Work to complete: Reproduce the lines of the records below, starting at the line that contains "trace --target=foreground grass" and continuing through the end of the records.

[Object outline annotations]
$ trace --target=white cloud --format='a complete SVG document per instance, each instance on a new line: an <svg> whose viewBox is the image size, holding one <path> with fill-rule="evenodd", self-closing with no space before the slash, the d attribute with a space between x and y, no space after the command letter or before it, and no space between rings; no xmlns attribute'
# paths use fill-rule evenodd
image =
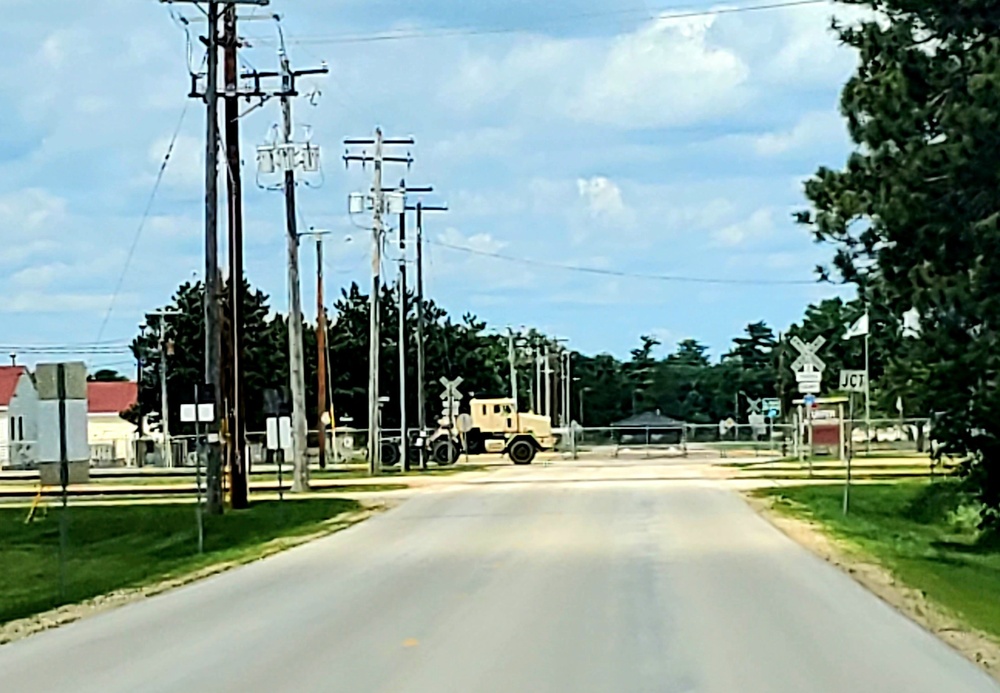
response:
<svg viewBox="0 0 1000 693"><path fill-rule="evenodd" d="M774 213L771 209L758 209L748 218L729 224L712 234L716 245L737 246L757 240L774 231Z"/></svg>
<svg viewBox="0 0 1000 693"><path fill-rule="evenodd" d="M170 147L170 136L159 137L149 145L147 161L152 170L158 171ZM178 135L174 148L170 152L167 170L163 174L163 183L180 188L198 189L205 182L205 158L203 142L191 135ZM148 177L150 183L155 179L155 173Z"/></svg>
<svg viewBox="0 0 1000 693"><path fill-rule="evenodd" d="M590 72L571 116L621 127L685 125L746 100L748 66L709 41L714 18L659 18L618 38Z"/></svg>
<svg viewBox="0 0 1000 693"><path fill-rule="evenodd" d="M0 240L21 243L66 232L66 200L42 188L0 195Z"/></svg>
<svg viewBox="0 0 1000 693"><path fill-rule="evenodd" d="M438 242L480 253L496 253L506 245L488 233L474 233L471 236L466 236L453 226L449 226L438 234Z"/></svg>
<svg viewBox="0 0 1000 693"><path fill-rule="evenodd" d="M604 176L580 178L576 188L592 219L626 226L635 222L635 213L625 205L621 188L610 179Z"/></svg>
<svg viewBox="0 0 1000 693"><path fill-rule="evenodd" d="M23 288L43 289L65 276L68 269L69 266L62 262L25 267L11 275L10 283Z"/></svg>
<svg viewBox="0 0 1000 693"><path fill-rule="evenodd" d="M117 297L117 308L134 308L137 297L122 294ZM70 294L28 290L4 296L0 301L0 313L94 313L107 311L111 304L110 294Z"/></svg>
<svg viewBox="0 0 1000 693"><path fill-rule="evenodd" d="M802 116L791 130L770 132L754 138L754 150L761 156L777 156L789 151L805 153L812 145L831 140L846 141L844 119L836 111L813 111Z"/></svg>

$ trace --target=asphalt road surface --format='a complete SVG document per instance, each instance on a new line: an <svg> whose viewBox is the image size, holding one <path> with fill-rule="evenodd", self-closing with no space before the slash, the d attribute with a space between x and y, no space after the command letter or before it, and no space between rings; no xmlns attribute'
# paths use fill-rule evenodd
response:
<svg viewBox="0 0 1000 693"><path fill-rule="evenodd" d="M554 464L428 490L328 539L0 647L0 690L1000 690L694 476Z"/></svg>

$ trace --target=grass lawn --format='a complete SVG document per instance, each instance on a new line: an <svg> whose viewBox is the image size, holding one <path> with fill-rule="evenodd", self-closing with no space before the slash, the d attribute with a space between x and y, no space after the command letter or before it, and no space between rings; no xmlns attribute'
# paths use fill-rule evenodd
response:
<svg viewBox="0 0 1000 693"><path fill-rule="evenodd" d="M249 510L205 518L205 553L198 555L190 505L69 508L65 592L59 590L59 515L25 524L24 508L0 508L0 623L139 587L199 568L259 556L264 545L329 528L355 501L317 498L257 502Z"/></svg>
<svg viewBox="0 0 1000 693"><path fill-rule="evenodd" d="M766 489L775 509L814 519L966 623L1000 636L1000 543L976 530L975 507L953 480Z"/></svg>

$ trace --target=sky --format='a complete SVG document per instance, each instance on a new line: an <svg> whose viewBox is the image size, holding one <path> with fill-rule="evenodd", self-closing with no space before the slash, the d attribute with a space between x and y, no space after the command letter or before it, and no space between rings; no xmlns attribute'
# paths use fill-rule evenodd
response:
<svg viewBox="0 0 1000 693"><path fill-rule="evenodd" d="M144 311L203 271L205 111L187 93L204 22L193 5L155 0L58 13L3 4L0 345L31 363L52 358L38 345L66 355L100 342L91 367L128 371L121 349ZM240 25L244 69L275 69L274 13L293 67L330 68L303 78L293 105L296 138L322 148L322 172L302 176L298 202L300 230L330 231L327 296L370 283L370 220L347 214L347 195L368 189L371 168L341 157L345 137L376 126L416 140L398 151L412 168L387 165L386 183L432 185L422 199L449 207L426 216L425 275L427 295L455 315L535 327L585 353L627 356L649 334L660 353L690 337L717 357L749 322L781 330L808 303L846 295L810 283L832 250L792 213L805 208L803 181L850 151L838 98L857 58L829 25L858 15L824 3L670 17L746 4L272 0L241 10L253 15ZM254 157L279 118L270 101L241 134L246 271L283 311L283 197ZM394 232L388 241L392 280ZM412 247L406 259L412 277ZM311 242L301 269L311 317Z"/></svg>

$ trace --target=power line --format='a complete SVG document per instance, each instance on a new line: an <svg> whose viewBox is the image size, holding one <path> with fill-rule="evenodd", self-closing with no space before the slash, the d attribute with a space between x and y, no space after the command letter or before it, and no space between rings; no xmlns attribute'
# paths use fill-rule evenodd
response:
<svg viewBox="0 0 1000 693"><path fill-rule="evenodd" d="M440 246L442 248L449 248L450 250L458 250L471 255L480 255L497 260L505 260L507 262L516 262L522 265L533 265L535 267L561 269L571 272L584 272L587 274L600 274L608 277L628 277L632 279L650 279L654 281L678 282L686 284L725 284L735 286L815 286L816 284L815 281L808 279L726 279L721 277L691 277L673 274L626 272L625 270L602 269L600 267L585 267L582 265L568 265L559 262L550 262L548 260L536 260L534 258L504 255L503 253L494 253L488 250L477 250L475 248L452 245L451 243L443 243L441 241L428 240L427 243Z"/></svg>
<svg viewBox="0 0 1000 693"><path fill-rule="evenodd" d="M688 12L663 12L656 16L656 19L690 19L695 17L714 17L726 14L738 14L743 12L758 12L765 10L777 10L790 7L805 7L808 5L825 5L829 0L785 0L783 2L772 2L763 5L745 5L742 7L720 7L712 10L695 10ZM542 22L534 27L460 27L456 29L422 29L412 31L388 31L375 34L335 34L332 36L304 36L289 39L292 44L344 44L344 43L377 43L384 41L407 41L413 39L428 38L451 38L456 36L484 36L494 34L516 34L533 31L545 26L573 23L580 19L606 18L612 16L627 16L632 14L649 14L648 8L633 8L626 10L611 10L607 12L590 12L575 15L566 15L559 19L552 19ZM256 39L262 43L269 41L266 37Z"/></svg>
<svg viewBox="0 0 1000 693"><path fill-rule="evenodd" d="M139 220L139 226L135 230L135 235L132 237L132 245L128 249L128 255L125 257L125 266L122 267L122 273L118 277L118 283L115 285L114 293L111 294L111 302L108 304L108 311L104 314L104 320L101 321L101 328L97 331L97 340L100 341L101 337L104 336L104 329L108 326L108 320L111 319L111 312L115 308L115 301L118 300L118 294L122 289L122 284L125 282L125 275L128 274L128 268L132 264L132 257L135 255L136 246L139 245L139 238L142 236L142 231L146 227L146 221L149 219L149 213L153 209L153 201L156 199L156 193L160 189L160 183L163 181L163 174L167 171L167 164L170 162L170 156L174 153L174 145L177 144L177 138L180 137L181 127L184 125L184 117L187 115L188 105L190 101L184 102L184 108L181 109L181 117L177 119L177 127L174 128L174 134L170 138L170 144L167 145L167 153L163 156L163 162L160 164L160 170L156 172L156 182L153 183L153 189L149 193L149 199L146 201L146 209L142 213L142 219Z"/></svg>

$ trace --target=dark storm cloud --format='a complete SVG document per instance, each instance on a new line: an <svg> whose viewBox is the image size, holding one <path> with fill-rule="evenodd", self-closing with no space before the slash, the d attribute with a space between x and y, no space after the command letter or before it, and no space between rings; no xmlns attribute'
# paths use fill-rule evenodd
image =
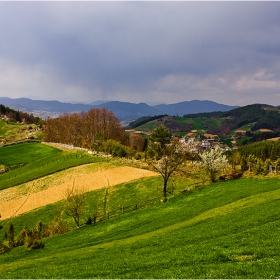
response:
<svg viewBox="0 0 280 280"><path fill-rule="evenodd" d="M1 2L0 90L63 101L241 104L264 102L264 91L276 100L279 14L279 2Z"/></svg>

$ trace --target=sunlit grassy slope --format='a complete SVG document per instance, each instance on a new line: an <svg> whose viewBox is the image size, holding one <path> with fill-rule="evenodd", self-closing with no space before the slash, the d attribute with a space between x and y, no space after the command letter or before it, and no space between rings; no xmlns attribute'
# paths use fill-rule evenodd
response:
<svg viewBox="0 0 280 280"><path fill-rule="evenodd" d="M279 278L279 201L276 179L201 187L13 249L0 278Z"/></svg>

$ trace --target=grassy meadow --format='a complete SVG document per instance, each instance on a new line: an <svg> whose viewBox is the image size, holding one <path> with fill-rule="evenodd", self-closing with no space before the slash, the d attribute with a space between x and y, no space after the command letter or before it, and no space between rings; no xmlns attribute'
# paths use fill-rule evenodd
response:
<svg viewBox="0 0 280 280"><path fill-rule="evenodd" d="M36 178L44 184L46 175L60 176L85 163L97 163L92 172L131 165L40 143L1 147L0 160L9 169L0 175L0 195ZM243 178L193 188L197 181L174 176L165 203L160 176L90 191L80 228L62 212L71 231L45 238L42 249L20 246L0 254L0 278L279 278L279 179ZM153 198L147 207L135 207ZM0 238L10 223L18 235L25 226L54 221L63 207L58 201L0 220ZM135 210L122 214L124 208ZM96 211L118 216L86 225Z"/></svg>
<svg viewBox="0 0 280 280"><path fill-rule="evenodd" d="M143 185L154 187L150 179ZM117 186L116 192L127 189L132 196L131 186L137 189L139 183ZM124 190L115 193L111 203L123 195ZM91 196L93 201L94 192ZM0 255L0 277L279 278L279 199L277 179L200 187L166 203L47 238L43 249L15 248ZM50 207L22 217L48 217Z"/></svg>

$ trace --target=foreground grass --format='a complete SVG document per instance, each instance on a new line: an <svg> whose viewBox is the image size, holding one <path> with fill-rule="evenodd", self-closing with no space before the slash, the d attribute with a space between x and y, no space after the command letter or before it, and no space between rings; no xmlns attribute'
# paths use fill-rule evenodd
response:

Result of the exercise:
$ trace --target=foreground grass --format='a complete SVG document per instance, each instance on a new line: an <svg> whose viewBox is the image size, holding one <path> with fill-rule="evenodd", self-closing with no space before the slash, the d attribute with a space between x and y, no space after the command letter or before it, and no space between rings; no xmlns attribute'
# paths use fill-rule evenodd
response:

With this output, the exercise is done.